:: Task brief ::
Where a line contains "basket in the photo above.", start there and write out that line and each one after it, word for word, through the final line of the entries; add nothing else.

Extracted data entries
#####
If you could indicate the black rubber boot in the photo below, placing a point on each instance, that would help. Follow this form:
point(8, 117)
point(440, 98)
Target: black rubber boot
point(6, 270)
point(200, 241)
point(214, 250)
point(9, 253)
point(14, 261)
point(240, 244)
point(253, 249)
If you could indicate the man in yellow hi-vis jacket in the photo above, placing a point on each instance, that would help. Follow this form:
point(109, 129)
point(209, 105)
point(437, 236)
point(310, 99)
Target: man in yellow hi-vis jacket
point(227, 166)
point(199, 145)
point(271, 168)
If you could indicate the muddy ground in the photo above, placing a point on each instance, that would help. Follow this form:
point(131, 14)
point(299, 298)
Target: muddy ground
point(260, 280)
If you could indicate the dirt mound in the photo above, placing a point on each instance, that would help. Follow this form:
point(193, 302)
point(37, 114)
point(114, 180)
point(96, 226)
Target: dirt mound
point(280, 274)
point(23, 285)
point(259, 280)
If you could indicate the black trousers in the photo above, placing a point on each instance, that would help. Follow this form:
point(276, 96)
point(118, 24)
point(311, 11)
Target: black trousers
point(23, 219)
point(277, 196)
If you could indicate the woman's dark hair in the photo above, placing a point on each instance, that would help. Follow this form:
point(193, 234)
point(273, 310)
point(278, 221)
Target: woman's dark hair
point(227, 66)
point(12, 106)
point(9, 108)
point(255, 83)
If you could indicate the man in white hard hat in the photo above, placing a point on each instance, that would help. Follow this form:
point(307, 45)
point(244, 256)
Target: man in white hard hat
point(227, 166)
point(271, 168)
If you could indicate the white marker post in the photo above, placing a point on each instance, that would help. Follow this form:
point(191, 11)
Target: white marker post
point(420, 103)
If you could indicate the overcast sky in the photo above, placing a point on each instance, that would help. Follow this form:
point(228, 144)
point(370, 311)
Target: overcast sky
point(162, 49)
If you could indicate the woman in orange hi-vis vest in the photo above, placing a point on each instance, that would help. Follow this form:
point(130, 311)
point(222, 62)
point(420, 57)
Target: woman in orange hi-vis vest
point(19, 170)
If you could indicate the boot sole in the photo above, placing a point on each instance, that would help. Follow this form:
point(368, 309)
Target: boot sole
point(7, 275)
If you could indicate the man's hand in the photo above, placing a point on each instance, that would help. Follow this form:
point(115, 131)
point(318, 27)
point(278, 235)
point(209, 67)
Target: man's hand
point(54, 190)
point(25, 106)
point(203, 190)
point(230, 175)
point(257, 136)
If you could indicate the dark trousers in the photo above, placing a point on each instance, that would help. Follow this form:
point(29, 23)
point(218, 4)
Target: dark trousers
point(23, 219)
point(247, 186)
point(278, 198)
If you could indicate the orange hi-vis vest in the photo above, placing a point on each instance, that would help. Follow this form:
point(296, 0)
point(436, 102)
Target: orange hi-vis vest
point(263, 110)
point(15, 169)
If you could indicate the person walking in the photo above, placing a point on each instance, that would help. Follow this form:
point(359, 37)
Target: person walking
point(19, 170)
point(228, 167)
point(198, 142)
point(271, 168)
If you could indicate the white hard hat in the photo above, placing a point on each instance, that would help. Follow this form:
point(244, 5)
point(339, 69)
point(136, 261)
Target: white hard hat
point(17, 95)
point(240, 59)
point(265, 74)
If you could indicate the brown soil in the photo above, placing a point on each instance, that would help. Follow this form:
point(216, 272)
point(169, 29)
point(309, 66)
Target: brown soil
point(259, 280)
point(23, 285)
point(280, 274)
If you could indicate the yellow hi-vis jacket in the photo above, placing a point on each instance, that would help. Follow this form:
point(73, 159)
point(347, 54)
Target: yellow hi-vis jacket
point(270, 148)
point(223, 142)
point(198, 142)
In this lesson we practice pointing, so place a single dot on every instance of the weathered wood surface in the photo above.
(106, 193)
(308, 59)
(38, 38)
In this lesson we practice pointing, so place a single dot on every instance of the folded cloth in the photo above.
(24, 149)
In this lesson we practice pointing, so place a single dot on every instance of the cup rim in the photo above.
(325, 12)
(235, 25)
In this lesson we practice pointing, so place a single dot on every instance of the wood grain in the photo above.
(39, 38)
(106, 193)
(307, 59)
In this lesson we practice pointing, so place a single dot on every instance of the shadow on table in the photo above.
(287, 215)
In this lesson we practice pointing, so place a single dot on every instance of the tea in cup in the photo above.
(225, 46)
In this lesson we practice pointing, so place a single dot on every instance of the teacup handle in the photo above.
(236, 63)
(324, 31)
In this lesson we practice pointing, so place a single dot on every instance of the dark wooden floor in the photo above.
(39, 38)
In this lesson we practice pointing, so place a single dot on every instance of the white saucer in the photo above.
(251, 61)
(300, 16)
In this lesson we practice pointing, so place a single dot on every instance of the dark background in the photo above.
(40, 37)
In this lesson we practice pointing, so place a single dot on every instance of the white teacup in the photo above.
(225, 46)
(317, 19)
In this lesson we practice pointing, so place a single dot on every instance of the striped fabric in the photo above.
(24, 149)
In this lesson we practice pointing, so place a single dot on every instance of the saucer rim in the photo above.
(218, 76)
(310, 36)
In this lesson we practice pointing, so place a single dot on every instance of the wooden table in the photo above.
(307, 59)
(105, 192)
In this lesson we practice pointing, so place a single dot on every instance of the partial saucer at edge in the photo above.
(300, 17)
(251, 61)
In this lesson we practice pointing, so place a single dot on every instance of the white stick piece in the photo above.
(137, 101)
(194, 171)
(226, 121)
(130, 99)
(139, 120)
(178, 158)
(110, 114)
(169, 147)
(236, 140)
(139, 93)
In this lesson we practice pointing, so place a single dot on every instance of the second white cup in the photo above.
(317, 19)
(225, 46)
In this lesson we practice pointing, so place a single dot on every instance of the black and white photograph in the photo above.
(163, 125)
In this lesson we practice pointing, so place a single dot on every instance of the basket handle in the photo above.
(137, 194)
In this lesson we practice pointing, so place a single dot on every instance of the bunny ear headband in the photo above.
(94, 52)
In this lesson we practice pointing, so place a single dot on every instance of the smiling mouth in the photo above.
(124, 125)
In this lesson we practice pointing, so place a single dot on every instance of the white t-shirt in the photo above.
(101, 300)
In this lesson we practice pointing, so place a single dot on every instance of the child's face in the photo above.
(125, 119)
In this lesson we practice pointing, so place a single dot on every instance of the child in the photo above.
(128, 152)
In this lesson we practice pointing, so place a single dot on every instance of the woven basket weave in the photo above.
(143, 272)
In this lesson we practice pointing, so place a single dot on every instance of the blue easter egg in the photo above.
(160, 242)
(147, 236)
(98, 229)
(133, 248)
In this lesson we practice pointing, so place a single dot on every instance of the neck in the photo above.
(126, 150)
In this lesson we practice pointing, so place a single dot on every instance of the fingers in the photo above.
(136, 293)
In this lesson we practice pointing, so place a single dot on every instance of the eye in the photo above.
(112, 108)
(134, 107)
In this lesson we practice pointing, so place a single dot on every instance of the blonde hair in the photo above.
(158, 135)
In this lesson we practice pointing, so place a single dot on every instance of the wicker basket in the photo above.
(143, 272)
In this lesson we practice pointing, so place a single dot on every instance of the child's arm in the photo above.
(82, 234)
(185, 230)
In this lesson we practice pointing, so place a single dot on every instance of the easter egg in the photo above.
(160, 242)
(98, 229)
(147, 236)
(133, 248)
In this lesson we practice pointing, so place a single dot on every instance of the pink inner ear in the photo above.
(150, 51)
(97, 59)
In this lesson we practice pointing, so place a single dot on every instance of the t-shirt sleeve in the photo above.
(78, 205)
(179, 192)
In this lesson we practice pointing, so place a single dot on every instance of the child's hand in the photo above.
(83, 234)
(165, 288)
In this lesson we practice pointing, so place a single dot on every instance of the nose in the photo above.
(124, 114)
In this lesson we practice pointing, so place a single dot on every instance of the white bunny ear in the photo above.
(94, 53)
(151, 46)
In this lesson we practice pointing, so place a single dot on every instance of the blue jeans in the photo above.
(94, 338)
#####
:: Written reply ::
In this lesson we practice pointing, so place a single dot on every instance of the wicker basket in the photo above.
(143, 272)
In this lesson we practice pointing, so place a single dot on every instance of the child's arm in the photo above.
(82, 234)
(185, 230)
In this lesson we practice pointing, so place a single dot on every instance of the easter egg in the photo above.
(160, 242)
(98, 229)
(147, 236)
(133, 248)
In this lesson we practice pointing, so place a single dot on every instance of the pink inner ear in the photo above.
(150, 51)
(97, 59)
In this lesson we practice pointing, so place a single dot on every instance of the t-shirt sleeve in the photo above.
(78, 205)
(179, 192)
In this lesson we practice pointing, so place a single dot on every instance of the child's hand in the photo above.
(83, 234)
(165, 288)
In this lesson we practice pointing, so place a single dot on every instance of the nose in the photo above.
(124, 114)
In this lesson we practice pointing, so place a single dot on every instance of the white bunny ear in the photo above.
(94, 53)
(151, 46)
In this lesson we practice pointing, so place a single dot on every instance of the blue jeans in the photo above.
(94, 338)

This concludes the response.